■ **Activity**
Copy out all of the data exactly as it appears.

[Records drawn from a dataset]
═══

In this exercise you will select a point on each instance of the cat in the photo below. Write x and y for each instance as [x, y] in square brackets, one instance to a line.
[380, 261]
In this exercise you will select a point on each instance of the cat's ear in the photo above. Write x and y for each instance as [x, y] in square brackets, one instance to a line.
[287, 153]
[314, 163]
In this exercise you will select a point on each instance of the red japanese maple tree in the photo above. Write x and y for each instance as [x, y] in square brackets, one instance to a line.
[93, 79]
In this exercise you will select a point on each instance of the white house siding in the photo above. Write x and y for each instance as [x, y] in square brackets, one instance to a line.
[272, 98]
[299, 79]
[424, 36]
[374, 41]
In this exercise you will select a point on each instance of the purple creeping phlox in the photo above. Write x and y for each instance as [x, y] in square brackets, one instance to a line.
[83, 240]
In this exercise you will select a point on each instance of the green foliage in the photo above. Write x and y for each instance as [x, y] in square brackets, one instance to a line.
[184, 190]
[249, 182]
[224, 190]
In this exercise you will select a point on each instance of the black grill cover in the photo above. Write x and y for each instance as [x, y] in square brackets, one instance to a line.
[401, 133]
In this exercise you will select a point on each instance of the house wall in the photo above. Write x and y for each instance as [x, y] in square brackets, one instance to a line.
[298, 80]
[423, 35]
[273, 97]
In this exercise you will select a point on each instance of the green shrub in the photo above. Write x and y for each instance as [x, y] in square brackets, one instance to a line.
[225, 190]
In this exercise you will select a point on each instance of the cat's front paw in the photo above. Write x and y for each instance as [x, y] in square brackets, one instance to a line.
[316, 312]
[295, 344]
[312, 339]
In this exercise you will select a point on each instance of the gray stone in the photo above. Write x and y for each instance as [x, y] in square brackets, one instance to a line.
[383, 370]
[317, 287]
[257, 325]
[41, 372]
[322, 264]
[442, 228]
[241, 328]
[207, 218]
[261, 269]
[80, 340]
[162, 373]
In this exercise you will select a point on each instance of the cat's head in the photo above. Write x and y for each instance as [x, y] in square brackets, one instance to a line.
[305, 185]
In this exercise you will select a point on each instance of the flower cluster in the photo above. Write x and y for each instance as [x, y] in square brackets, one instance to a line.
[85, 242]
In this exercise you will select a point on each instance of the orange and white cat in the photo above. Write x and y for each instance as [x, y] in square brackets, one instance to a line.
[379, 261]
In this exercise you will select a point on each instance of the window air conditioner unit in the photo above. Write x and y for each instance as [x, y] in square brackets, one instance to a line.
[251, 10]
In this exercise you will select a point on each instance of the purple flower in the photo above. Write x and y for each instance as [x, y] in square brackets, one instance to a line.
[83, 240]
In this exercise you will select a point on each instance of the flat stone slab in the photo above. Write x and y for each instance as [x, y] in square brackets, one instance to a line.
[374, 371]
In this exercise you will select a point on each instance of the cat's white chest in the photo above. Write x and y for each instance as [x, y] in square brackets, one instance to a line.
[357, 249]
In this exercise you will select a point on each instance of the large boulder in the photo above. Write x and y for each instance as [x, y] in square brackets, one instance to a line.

═══

■ **Problem solution**
In this exercise you will select a point on each instance of the cat in the photo below. Write x and y for each instance as [x, y] in square brackets, one instance to a line.
[380, 261]
In this exercise you will select a point on each instance of the cat's ear in the photo above. Write x and y for each instance as [x, y] in square brackets, one instance to a line.
[287, 153]
[314, 163]
In this exercise you will select a point on each instance of the red japanese maple tree in the photo above. Write x and y for each instance as [x, y] in square brackets, one instance to a line.
[93, 79]
In this exercise you will select a point on each instance of the white house siding in the photo above. Write x and y for each instance as [x, y] in square brackets, one instance to a line.
[272, 98]
[299, 79]
[424, 36]
[374, 41]
In this exercise you will select a point on each instance of the purple creeping phlox in the photo above. Write x and y for each instance as [x, y] in square brackets, one instance to a line.
[83, 240]
In this exercise you will select a point on each instance of the green foliage in the photo above. Write x and y for each instance as [x, y] in square brackets, one instance to a line.
[184, 190]
[249, 182]
[224, 190]
In this exercise you will select a point on each instance of the black grill cover in the photo above. Write x and y for each instance as [x, y] in square brackets, one instance to a line.
[401, 133]
In this exercise you will select a point on each instance of the house wall in the photo above. Write x and y for each instance as [x, y] in square brackets, one instance to a line.
[298, 80]
[423, 35]
[273, 97]
In this exercise you will select a point on each instance of the green shrub in the photo above. Write x and y for each instance as [x, y] in square brackets, one instance to a line.
[225, 190]
In this exercise you will select a point on each instance of the cat's front paw in the photo above. Write x and y for each instance as [x, y] in square brackets, one instance to a line.
[316, 312]
[295, 344]
[312, 339]
In this exercise you will select a point on each instance of the gray stone in the photo above. Write x and y for each instance as [x, y] in square brackets, one instance to a line.
[383, 370]
[317, 287]
[257, 325]
[41, 372]
[322, 264]
[442, 228]
[241, 328]
[207, 218]
[261, 269]
[80, 340]
[162, 373]
In this exercise you will select a point on each instance of the cat's head in the photo above. Write x and y for each instance as [x, y] in square brackets, one instance to a line.
[305, 185]
In this exercise you will select a point on each instance of the flower cluster in the photo above. Write x and y for each instance as [x, y] in square brackets, one instance to a line.
[85, 242]
In this exercise you will select a point on each instance of the orange and white cat in the photo above. Write x and y for each instance as [x, y] in square brackets, one instance to a line.
[379, 261]
In this exercise you will select a point on each instance of the window air conditioner unit in the photo above. Write x and y for each instance as [x, y] in square brackets, one instance to a line.
[251, 10]
In this exercise you will select a point on each instance of the purple flower in the photo above. Write x and y for each instance as [x, y] in square brackets, one instance to a line.
[83, 240]
In this exercise you will select a point on each instance of the flat stone slab in the photo above. Write x and y for each instance as [x, y] in square brackets, one instance to a line.
[374, 371]
In this exercise you will select a point on each instance of the cat's white chest in the photo above. Write x and y for each instance as [x, y] in square brackets, one instance to a line.
[357, 249]
In this exercise you will select a point on each instance of the large boulder in the photo above. Write x and y for each instance as [x, y] in square brackets, one instance to a line.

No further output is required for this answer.